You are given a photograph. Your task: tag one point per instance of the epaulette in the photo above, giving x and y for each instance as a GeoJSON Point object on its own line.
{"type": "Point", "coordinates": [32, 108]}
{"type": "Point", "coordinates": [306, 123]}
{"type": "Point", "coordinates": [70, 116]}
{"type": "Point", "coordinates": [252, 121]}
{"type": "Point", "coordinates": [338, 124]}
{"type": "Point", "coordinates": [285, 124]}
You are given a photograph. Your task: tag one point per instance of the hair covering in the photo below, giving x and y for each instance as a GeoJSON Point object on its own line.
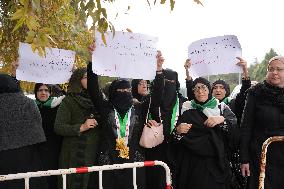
{"type": "Point", "coordinates": [134, 84]}
{"type": "Point", "coordinates": [170, 89]}
{"type": "Point", "coordinates": [38, 85]}
{"type": "Point", "coordinates": [280, 58]}
{"type": "Point", "coordinates": [8, 84]}
{"type": "Point", "coordinates": [122, 101]}
{"type": "Point", "coordinates": [75, 85]}
{"type": "Point", "coordinates": [226, 86]}
{"type": "Point", "coordinates": [204, 82]}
################
GOAL | Without the pictures, return the entries exactly as they appear.

THE RESPONSE |
You are given a photograph. Your task: tag one point per instance of the epaulette in the photo above, giving x and y for each instance as a GeoJSON Point object on its own line.
{"type": "Point", "coordinates": [32, 108]}
{"type": "Point", "coordinates": [306, 123]}
{"type": "Point", "coordinates": [70, 116]}
{"type": "Point", "coordinates": [252, 121]}
{"type": "Point", "coordinates": [338, 124]}
{"type": "Point", "coordinates": [285, 124]}
You are given a photograph. Your task: tag one point per instance of the hair covering in the photo below, giving x and y for each instance as a GeoJSON Point object on its own line.
{"type": "Point", "coordinates": [134, 84]}
{"type": "Point", "coordinates": [170, 89]}
{"type": "Point", "coordinates": [38, 85]}
{"type": "Point", "coordinates": [280, 58]}
{"type": "Point", "coordinates": [8, 84]}
{"type": "Point", "coordinates": [122, 101]}
{"type": "Point", "coordinates": [75, 85]}
{"type": "Point", "coordinates": [226, 86]}
{"type": "Point", "coordinates": [204, 82]}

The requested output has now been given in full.